__Text__.
>>>>
The mass shooting in San Bernardino is another reminder that our conversation about guns has to change. There are some very difficult realities that we’ve yet to confront, particularly on the Left.
The truth is that the Second Amendment has already created an impossible situation. There isn’t a truly meaningful solution to gun violence at this point. We have something like 300 million guns on the ground in America today. These guns will remain operative for decades and they aren’t going away – any discussion about gun-control that doesn’t acknowledge this isn’t serious.
There will be talk, as there always is after a mass shooting, of implementing saner and stricter gun laws. And I’ve no issue with that. Better laws and better enforcement can only help, but it won’t come close to solving this problem or preventing gun-related tragedies.
The Supreme Court has affirmed twice in the past decade the fundamental right of Americans to own handguns for purposes of self-defense. Whether you agree with that decision or not is irrelevant – it’s the law and it's unlikely to change anytime soon. This means we may be able to ban certain kinds of “assault weapons” with rapid-fire capabilities (and we absolutely should), but there is virtually no chance of banning handguns or hunting rifles – not without abolishing or reinterpreting (which I believe is long overdue, but the Supreme Court has spoken) the Second Amendment.
<<<<
__Information supplied__.
>>>>
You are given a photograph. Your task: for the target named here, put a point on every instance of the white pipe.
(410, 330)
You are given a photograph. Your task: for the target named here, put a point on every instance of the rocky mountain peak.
<<<<
__Instruction 1__. Repeat word for word the part of the gun-control text between "There will be" and "preventing gun-related tragedies.", inclusive.
__Instruction 2__. According to the gun-control text, roughly how many guns are in America today?
__Instruction 3__. Decide whether each statement agrees with the gun-control text, and answer yes or no with the deciding words quoted: (a) The Supreme Court has twice affirmed, in the past decade, a right to own handguns for self-defense. (b) Stricter gun laws would solve the problem of gun violence. (c) Handguns could likely be banned without abolishing or reinterpreting the Second Amendment.

__Exercise response 1__.
There will be talk, as there always is after a mass shooting, of implementing saner and stricter gun laws. And I’ve no issue with that. Better laws and better enforcement can only help, but it won’t come close to solving this problem or preventing gun-related tragedies.

__Exercise response 2__. Something like 300 million.

__Exercise response 3__.
(a) Yes: "The Supreme Court has affirmed twice in the past decade the fundamental right of Americans to own handguns for purposes of self-defense."
(b) No: "it won’t come close to solving this problem or preventing gun-related tragedies."
(c) No: "there is virtually no chance of banning handguns or hunting rifles – not without abolishing or reinterpreting"